» **Excerpted data**:
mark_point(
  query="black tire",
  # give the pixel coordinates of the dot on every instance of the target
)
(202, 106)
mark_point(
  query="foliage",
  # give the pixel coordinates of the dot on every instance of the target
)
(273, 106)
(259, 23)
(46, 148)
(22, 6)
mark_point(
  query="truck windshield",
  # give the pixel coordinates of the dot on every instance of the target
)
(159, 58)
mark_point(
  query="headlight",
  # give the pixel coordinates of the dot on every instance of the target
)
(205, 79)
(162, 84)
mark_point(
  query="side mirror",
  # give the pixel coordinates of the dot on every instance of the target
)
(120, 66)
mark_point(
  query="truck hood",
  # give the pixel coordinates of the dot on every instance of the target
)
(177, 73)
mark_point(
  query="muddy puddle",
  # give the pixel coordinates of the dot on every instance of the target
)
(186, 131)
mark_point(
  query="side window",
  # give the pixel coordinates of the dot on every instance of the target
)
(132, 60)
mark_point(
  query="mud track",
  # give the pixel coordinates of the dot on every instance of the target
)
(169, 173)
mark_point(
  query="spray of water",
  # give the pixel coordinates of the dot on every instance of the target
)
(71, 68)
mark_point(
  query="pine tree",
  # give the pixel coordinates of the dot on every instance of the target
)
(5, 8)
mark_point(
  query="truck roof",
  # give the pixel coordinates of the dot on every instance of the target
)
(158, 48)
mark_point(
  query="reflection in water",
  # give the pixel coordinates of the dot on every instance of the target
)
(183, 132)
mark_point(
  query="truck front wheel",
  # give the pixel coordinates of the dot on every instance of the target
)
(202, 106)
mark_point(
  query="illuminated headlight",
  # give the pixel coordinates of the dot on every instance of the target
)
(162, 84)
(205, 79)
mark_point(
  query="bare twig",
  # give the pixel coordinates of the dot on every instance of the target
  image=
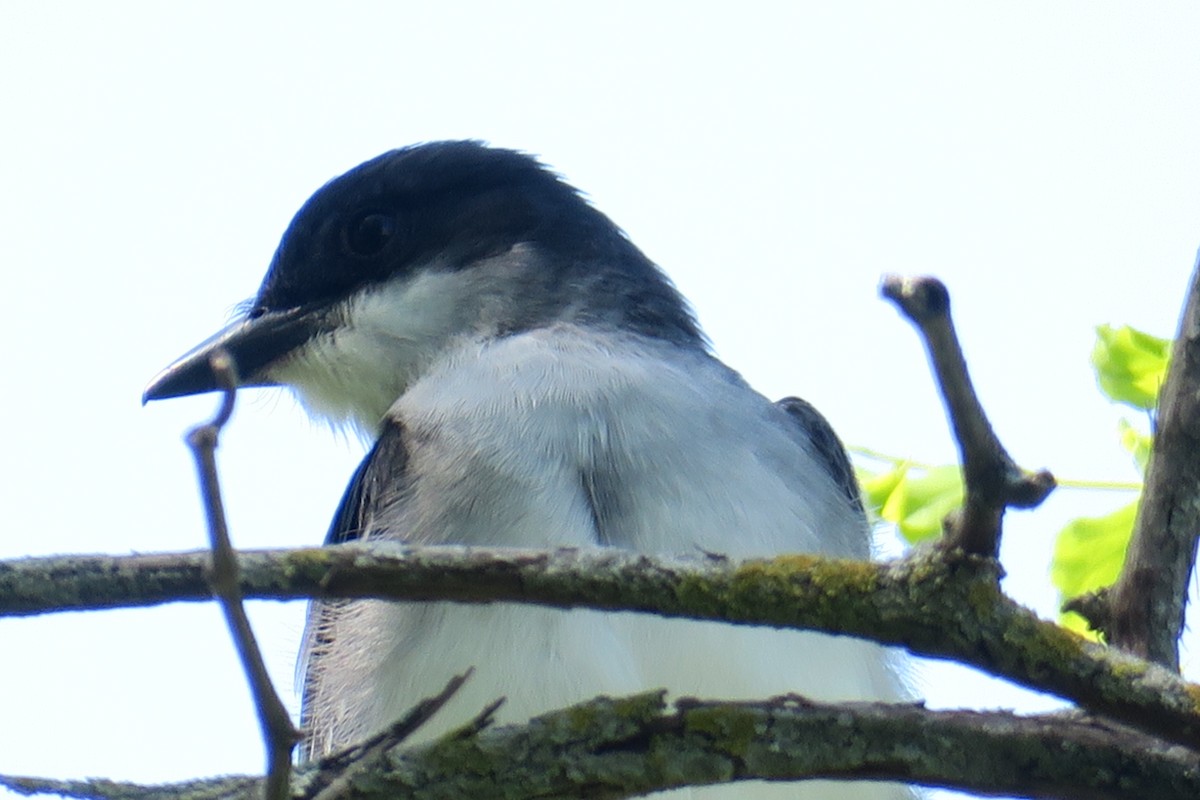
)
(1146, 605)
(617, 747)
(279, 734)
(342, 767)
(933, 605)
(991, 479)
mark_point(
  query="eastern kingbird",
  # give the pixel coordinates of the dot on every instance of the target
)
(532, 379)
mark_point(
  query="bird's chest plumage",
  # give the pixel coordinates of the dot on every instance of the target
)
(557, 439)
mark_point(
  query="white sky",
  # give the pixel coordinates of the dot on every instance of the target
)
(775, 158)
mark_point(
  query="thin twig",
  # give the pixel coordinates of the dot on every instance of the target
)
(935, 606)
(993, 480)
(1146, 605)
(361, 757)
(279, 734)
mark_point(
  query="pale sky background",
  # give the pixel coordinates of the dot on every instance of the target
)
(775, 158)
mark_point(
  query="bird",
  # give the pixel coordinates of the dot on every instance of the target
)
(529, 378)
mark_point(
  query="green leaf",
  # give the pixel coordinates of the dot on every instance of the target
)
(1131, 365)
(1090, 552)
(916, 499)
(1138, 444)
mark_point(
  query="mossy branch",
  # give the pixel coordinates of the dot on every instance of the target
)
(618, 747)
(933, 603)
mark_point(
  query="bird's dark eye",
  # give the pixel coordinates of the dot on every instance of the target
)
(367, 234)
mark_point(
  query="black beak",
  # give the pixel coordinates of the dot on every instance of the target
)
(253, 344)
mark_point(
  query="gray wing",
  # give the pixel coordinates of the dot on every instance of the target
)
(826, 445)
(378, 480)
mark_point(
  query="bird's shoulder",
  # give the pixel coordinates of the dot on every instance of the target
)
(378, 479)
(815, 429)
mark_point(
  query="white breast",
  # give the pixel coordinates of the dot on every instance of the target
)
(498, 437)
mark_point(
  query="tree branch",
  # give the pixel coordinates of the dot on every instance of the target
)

---

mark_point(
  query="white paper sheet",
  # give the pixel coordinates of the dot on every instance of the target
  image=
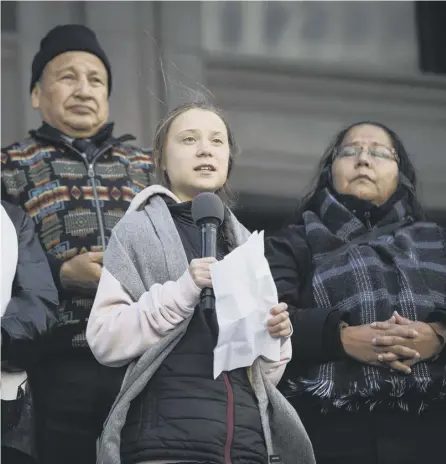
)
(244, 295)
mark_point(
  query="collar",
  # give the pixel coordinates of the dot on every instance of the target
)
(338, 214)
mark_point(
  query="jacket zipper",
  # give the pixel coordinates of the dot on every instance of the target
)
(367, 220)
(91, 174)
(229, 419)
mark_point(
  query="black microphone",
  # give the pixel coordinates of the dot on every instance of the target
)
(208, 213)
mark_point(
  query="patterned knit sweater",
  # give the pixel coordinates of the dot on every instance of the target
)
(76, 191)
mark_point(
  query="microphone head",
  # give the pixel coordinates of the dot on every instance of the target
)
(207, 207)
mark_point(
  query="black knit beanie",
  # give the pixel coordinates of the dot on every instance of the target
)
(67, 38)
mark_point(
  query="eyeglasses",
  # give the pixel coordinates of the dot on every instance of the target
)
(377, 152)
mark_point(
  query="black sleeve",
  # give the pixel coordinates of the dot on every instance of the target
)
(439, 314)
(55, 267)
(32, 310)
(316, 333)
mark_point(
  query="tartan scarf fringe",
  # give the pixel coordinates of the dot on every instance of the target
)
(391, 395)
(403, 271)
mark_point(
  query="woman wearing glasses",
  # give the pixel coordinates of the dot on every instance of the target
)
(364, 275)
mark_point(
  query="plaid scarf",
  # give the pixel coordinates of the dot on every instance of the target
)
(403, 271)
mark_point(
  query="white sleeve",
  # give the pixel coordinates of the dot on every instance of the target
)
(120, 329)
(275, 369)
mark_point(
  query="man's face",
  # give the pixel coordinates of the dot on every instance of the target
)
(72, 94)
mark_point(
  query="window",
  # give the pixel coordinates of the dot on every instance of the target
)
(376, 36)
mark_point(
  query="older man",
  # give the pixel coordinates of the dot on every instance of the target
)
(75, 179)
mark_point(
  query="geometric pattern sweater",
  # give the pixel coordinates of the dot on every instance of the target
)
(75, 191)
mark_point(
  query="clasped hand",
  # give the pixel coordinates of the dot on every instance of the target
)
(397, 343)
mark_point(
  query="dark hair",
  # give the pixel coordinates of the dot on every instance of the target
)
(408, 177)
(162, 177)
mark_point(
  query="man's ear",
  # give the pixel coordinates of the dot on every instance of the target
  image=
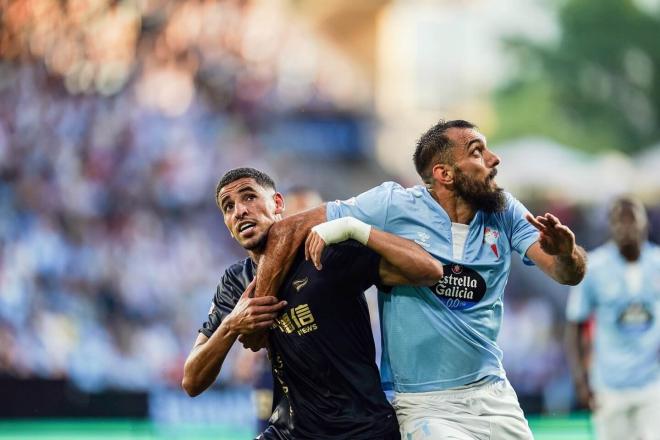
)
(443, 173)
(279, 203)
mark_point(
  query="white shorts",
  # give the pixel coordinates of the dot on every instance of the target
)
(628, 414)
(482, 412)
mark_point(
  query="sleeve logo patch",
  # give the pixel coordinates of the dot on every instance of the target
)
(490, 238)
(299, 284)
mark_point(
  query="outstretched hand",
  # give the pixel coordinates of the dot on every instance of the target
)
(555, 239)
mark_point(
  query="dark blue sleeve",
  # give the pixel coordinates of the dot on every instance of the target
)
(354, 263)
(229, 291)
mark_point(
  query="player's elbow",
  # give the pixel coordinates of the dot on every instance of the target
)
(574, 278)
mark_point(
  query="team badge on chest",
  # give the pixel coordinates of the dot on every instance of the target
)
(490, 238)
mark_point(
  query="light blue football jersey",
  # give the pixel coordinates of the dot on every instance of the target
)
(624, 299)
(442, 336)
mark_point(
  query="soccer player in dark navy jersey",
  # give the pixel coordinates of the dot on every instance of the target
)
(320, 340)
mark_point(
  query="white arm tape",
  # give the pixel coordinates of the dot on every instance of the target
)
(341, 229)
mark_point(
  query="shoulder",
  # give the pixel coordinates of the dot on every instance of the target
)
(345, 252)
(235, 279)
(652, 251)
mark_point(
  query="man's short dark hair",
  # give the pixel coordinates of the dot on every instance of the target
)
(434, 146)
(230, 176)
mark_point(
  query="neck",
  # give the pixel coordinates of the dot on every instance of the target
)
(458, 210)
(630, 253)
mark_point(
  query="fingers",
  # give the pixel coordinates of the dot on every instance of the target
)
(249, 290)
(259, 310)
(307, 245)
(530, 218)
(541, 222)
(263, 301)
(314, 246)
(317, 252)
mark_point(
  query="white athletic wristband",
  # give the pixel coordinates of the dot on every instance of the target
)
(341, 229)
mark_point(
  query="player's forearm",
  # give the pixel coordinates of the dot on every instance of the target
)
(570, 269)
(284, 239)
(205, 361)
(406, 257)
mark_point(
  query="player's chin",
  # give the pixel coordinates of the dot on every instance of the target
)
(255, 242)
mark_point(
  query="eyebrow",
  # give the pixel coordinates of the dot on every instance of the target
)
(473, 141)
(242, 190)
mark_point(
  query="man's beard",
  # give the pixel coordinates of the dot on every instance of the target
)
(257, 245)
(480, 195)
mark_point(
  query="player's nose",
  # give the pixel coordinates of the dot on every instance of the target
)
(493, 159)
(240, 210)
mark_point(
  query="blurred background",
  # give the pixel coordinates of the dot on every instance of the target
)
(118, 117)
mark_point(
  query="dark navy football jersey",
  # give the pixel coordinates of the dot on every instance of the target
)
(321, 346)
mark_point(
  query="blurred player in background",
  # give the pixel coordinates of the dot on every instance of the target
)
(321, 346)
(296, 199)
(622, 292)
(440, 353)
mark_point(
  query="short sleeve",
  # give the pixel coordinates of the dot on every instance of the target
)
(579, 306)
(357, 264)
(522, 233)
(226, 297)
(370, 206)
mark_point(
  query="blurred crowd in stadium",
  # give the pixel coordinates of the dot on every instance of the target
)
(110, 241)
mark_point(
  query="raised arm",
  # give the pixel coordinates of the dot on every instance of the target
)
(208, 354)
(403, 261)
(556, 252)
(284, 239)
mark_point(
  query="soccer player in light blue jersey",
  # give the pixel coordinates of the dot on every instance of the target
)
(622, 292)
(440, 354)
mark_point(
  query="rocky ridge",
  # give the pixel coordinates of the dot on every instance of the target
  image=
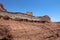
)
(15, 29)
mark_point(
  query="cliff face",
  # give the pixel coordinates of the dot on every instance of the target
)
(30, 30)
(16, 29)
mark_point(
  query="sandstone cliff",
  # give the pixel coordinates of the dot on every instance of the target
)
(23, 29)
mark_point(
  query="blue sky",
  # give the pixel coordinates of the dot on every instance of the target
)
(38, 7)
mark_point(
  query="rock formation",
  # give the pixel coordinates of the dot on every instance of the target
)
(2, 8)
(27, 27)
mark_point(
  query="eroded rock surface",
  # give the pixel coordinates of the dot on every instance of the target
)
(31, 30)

» **Written exercise**: Count how many of the lines above contain the word "branch", and reply with only that number.

» **Output of the task**: 2